Supplied passage:
--- Start ---

I Can’t Be the Only One

There are contemporary books so lauded or so popular, they are cultural pillars in our collective consciousness (at least, my generation’s): Harry Potter, Twilight, and to lesser extents, The Hunger Games and Percy Jackson. And because these series have transcended into such phenomena, there is luxurious room for justified disappointment, apathy and even loathing.

There are also books, though not Herculean triumphs like the aforementioned, that are popular enough to have seemingly achieved omnipresence across social media platforms and in prime window displays in bricks-and-mortar stores (yes, those still exist). Many of these are adored enough to have scored an average 4.0+ on Goodreads. To the uninitiated bibliophile, that may not sound impressive, but with a community numbering more than 55 million members and books often receiving more than 100,000 ratings each, such a high average is actually no easy feat. For the typical book, it would mean almost 50,000 deeming it perfect enough to merit the elusive five stars. From my personal experience, the rating system really is quite reliable, and I do agree with the vast majority of the 4.0+ ratings for the books I have read.

Anyway, I digress. The point of this post is, I have been increasingly frequently boggled by certain books, which either received rave reviews or were otherwise simply commercially successful enough to have sold-out sequels etc. Here is a list of those books, and why I did not enjoy them.

1. Freakonomics (averaging 3.9 stars)

I wrote a full review for this ‘groundbreaking’ introduction to economics a little while back. Steven D. Levitt certainly thinks of himself as some ‘woke’ academic with (gasp) controversial answers to some big questions. But too often, the crucial intermediate steps between his bold hypotheses and conclusions were missing. Some statistics were quoted from unreliable sources. His deductions were no more than superficial appeals to intuitive logic. And the black-and-white explanations were too simplistic to be convincing or even evaluable.

--- End ---

Dataset extract:
--- Start ---

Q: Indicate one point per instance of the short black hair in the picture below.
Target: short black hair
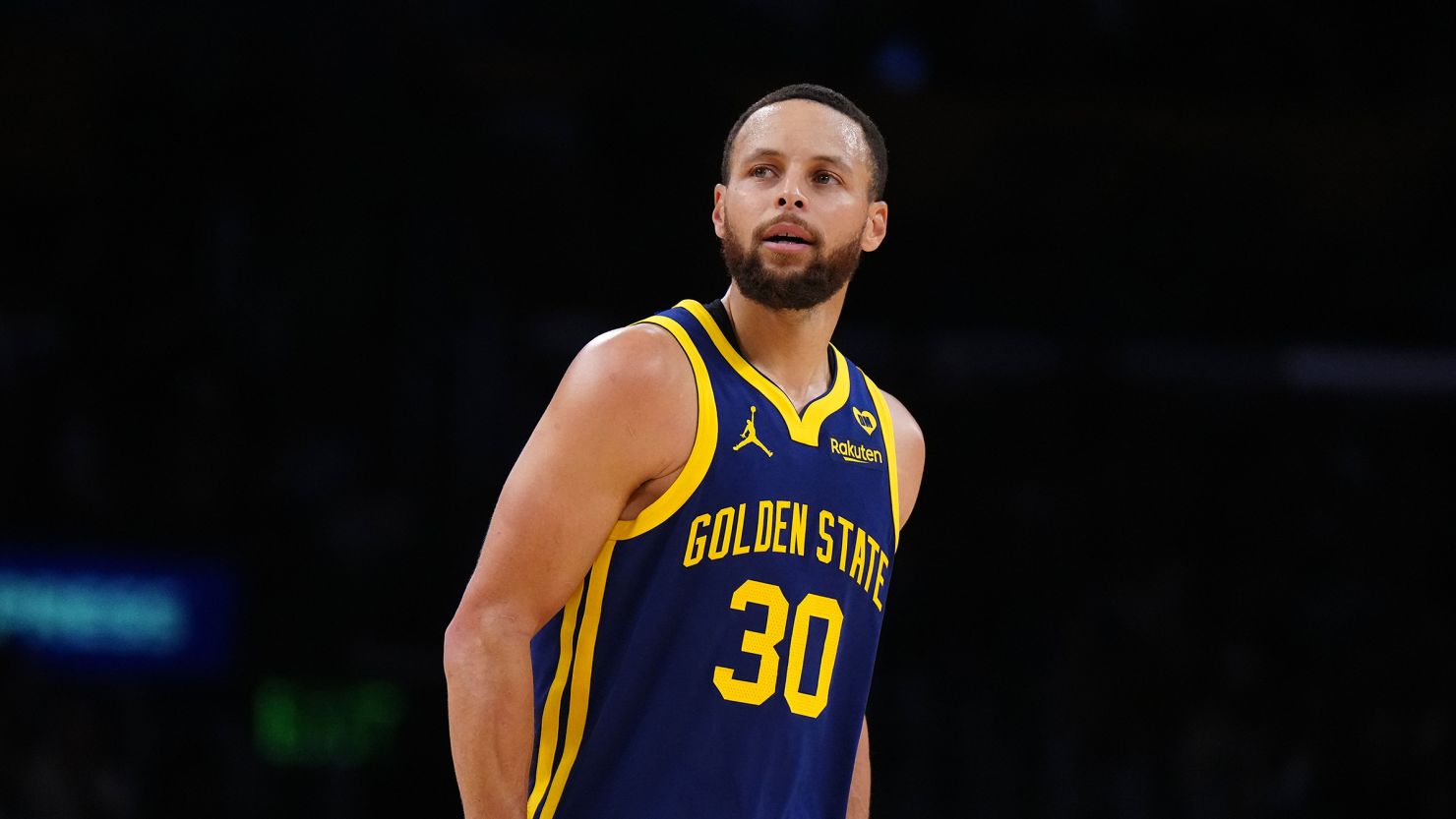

--- End ---

What the task requires:
Answer these about the post "I Can’t Be the Only One":
1. Which four series does it name as cultural pillars?
2. How many members does it give for the Goodreads community?
3. What average star rating does it list for Freakonomics?

Finished answer:
1. Harry Potter, Twilight, The Hunger Games and Percy Jackson.
2. More than 55 million.
3. 3.9 stars.